WORK TO COMPLETE |
An exact reproduction of all the entries below is required.

Source records:

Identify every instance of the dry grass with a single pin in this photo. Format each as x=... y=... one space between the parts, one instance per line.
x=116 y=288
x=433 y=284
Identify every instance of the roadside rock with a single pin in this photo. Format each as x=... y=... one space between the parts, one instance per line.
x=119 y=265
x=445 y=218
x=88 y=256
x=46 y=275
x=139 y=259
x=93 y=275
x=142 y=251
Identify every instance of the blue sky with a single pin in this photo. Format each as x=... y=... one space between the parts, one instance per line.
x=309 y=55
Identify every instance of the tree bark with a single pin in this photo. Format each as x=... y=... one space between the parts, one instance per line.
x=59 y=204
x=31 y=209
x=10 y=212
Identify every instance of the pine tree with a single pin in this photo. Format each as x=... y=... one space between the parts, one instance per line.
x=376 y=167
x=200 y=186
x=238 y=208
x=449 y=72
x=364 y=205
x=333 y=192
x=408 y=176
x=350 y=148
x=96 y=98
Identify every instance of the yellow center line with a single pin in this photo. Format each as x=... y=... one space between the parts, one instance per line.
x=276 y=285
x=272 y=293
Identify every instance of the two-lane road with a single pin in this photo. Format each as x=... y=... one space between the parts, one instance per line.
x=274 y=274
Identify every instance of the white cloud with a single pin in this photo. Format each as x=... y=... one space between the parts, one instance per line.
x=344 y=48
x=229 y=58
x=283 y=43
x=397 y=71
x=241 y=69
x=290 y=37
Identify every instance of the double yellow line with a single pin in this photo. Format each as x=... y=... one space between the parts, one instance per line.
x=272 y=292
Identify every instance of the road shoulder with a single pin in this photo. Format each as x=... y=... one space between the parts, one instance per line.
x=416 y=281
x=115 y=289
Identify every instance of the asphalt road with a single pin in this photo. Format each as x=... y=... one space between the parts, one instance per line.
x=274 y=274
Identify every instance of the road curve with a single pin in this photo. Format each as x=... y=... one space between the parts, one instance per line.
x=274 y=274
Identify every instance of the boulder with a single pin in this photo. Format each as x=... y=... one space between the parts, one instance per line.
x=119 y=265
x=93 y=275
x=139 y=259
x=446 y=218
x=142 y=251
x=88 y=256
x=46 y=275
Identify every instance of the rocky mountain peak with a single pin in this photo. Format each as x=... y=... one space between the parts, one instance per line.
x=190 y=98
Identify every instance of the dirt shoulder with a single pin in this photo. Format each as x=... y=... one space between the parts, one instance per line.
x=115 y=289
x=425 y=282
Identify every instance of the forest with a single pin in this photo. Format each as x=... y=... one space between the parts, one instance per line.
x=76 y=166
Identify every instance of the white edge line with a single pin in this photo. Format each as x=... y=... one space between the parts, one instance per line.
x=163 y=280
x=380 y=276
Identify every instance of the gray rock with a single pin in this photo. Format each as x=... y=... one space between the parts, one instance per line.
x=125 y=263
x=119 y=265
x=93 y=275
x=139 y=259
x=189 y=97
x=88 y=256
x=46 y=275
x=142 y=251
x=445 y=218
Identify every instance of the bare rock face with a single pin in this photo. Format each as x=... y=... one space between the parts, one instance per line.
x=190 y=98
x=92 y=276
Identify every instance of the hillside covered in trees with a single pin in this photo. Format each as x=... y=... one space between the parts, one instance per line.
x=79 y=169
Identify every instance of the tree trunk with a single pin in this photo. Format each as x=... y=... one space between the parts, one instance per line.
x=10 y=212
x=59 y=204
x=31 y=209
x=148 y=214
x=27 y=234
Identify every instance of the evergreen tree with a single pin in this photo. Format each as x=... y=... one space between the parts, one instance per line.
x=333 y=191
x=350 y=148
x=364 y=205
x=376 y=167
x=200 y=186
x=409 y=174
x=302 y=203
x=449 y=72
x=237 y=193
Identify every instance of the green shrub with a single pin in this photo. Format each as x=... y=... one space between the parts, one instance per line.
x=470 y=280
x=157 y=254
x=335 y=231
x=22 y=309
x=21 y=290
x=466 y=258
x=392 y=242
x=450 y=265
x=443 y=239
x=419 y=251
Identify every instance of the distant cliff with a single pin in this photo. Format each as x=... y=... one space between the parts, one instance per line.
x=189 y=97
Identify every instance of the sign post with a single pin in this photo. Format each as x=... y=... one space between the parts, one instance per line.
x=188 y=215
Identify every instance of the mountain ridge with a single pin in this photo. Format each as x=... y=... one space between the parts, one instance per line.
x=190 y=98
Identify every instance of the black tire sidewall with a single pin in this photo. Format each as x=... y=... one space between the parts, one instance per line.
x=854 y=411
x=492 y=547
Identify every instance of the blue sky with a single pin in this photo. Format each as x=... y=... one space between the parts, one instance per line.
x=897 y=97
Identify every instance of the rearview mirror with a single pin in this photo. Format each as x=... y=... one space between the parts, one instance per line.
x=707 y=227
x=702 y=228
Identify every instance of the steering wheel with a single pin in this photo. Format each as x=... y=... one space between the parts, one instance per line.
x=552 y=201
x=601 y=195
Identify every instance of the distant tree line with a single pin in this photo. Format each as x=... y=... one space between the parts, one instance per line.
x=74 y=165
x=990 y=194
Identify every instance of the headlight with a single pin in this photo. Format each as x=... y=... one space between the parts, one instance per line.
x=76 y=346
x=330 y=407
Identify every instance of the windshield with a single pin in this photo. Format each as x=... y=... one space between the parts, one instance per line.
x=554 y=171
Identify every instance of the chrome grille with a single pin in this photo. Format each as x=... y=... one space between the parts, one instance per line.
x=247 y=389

RESULT OF THE EXERCISE |
Identify every instance of the dry grass with a single pin in this photo. Format each as x=... y=... one space between the parts, one instance per line.
x=116 y=288
x=433 y=284
Identify every instance of the roadside rock with a single pin in this photo. Format each as x=... y=... one space between the parts, one instance per line.
x=119 y=265
x=445 y=218
x=88 y=256
x=46 y=275
x=139 y=259
x=93 y=275
x=142 y=251
Identify every instance of the blue sky with a single pin in this photo. Format each as x=... y=... one space between the parts, one instance per line.
x=309 y=55
Identify every instance of the tree bark with a single pin in this photo. Format each as x=... y=... one space between the parts, one instance per line.
x=59 y=204
x=31 y=209
x=10 y=212
Identify every instance of the pine tree with a single pin in this photo. Format each as x=... y=... one space between the parts, one instance per line.
x=376 y=167
x=200 y=186
x=238 y=208
x=449 y=72
x=364 y=205
x=333 y=192
x=408 y=176
x=350 y=148
x=96 y=98
Identify every instance of the yellow center line with a single pin in this photo. Format each as x=... y=... one space between the parts, one instance per line.
x=276 y=285
x=272 y=293
Identify every instance of the two-lane road with a single pin in this photo. Format each as x=... y=... one space between the parts, one instance per line.
x=274 y=274
Identify every instance of the white cloud with a single pin in this photo. Format each as x=... y=... one space between the parts, one instance per line.
x=344 y=48
x=229 y=58
x=283 y=43
x=397 y=71
x=241 y=69
x=290 y=37
Identify every instance of the double yellow line with a single pin in this photo. Format each as x=... y=... one space between the parts, one instance per line.
x=272 y=292
Identify every instance of the road shoulder with a single pin in this photo. Format each as x=... y=... one space between the parts, one instance per line.
x=416 y=281
x=115 y=289
Identify every instance of the asphalt road with a single pin in this photo. Format each as x=... y=... one space between the parts, one instance per line.
x=274 y=274
Identify every instance of the road curve with a single pin in this photo. Format each as x=... y=... one space between the parts, one instance per line.
x=274 y=274
Identify every instance of the boulder with a single pin in this photo. Format each as x=... y=... one space between the parts, one instance per line.
x=119 y=265
x=93 y=275
x=139 y=259
x=446 y=218
x=142 y=251
x=88 y=256
x=46 y=275
Identify every instance of the rocky mountain peak with a single pin in this photo. Format each as x=... y=... one space between the parts, one instance per line.
x=190 y=98
Identify every instance of the dirt shoulder with a single pin in this photo. Format each as x=... y=... one space between the parts, one instance per line.
x=115 y=289
x=425 y=282
Identify every instance of the forest with a single pin in this photo. Format each as x=... y=... one space between the parts, one instance per line.
x=76 y=166
Identify every instance of the white edge line with a single pin in this photo. Format each as x=... y=... one space between the parts, one instance per line.
x=163 y=280
x=380 y=276
Identify every instance of the gray rock with a single pin in this photo. Format each as x=... y=... one space between the parts, one instance per line.
x=125 y=263
x=119 y=265
x=93 y=275
x=139 y=259
x=189 y=97
x=88 y=256
x=46 y=275
x=142 y=251
x=445 y=218
Identify every instance of the bare rock face with a single pin in this photo. Format each as x=... y=... one space between the parts, one instance per line.
x=190 y=98
x=92 y=276
Identify every instance of the hillside covered in trees with a single pin in this photo. Format each as x=... y=... one space between the parts, one instance per line.
x=79 y=169
Identify every instance of the tree trunk with a single pin in this photo. Format each as x=... y=... one space between the parts, one instance per line.
x=10 y=212
x=59 y=204
x=31 y=209
x=148 y=214
x=27 y=234
Identify every instance of the evergreen tree with a single pin in this photo. Format each as x=... y=... one space between the parts, one instance per line.
x=333 y=191
x=350 y=148
x=364 y=205
x=376 y=167
x=200 y=186
x=409 y=174
x=302 y=203
x=449 y=72
x=237 y=193
Identify every instance of the green shrub with a single pin in this photo. Format each as x=... y=... one space between the parts, one instance per line.
x=470 y=280
x=157 y=254
x=335 y=231
x=22 y=309
x=21 y=290
x=466 y=258
x=392 y=242
x=450 y=265
x=443 y=239
x=419 y=251
Identify every instance of the distant cliff with a single pin in this photo. Format each as x=... y=... one space between the parts, one instance per line.
x=189 y=97
Identify every instance of the sign post with a single pin in this photo. Format each as x=... y=... one space between the parts, one instance per line.
x=188 y=215
Identify every instance of the mountain ridge with a single pin in this photo. Format each as x=... y=... one space between the parts, one instance per line.
x=190 y=98
Identify every instance of the black tire sidewall with a single pin in this photo. Format each as x=... y=... one space between the parts, one instance per line.
x=854 y=411
x=492 y=547
Identify every instance of the blue sky with a single pin in this photo. Format each as x=... y=... one space between the parts, one instance per line.
x=897 y=97
Identify every instance of the rearview mirror with a single pin in this photo. Format each as x=... y=... one space between the parts, one instance per line.
x=707 y=227
x=702 y=228
Identify every instance of the steering wheel with a single pin in this photo. Format each as x=... y=... one space between the parts, one instance per line.
x=552 y=201
x=601 y=195
Identify every instance of the distant tree line with a single pin in this photo. Format each as x=... y=... one space between the parts, one instance per line.
x=74 y=165
x=990 y=194
Identify every instance of the headlight with a single pin in this photo. Format each as x=... y=... one space between the parts, one instance per line.
x=76 y=346
x=330 y=407
Identify every instance of the windshield with a single pin in this photo. Format each as x=... y=... one space between the parts, one instance per line.
x=554 y=171
Identify every instance of the chrome grille with a single pin in this photo. Format each as x=... y=... one space between the parts, one instance per line.
x=247 y=389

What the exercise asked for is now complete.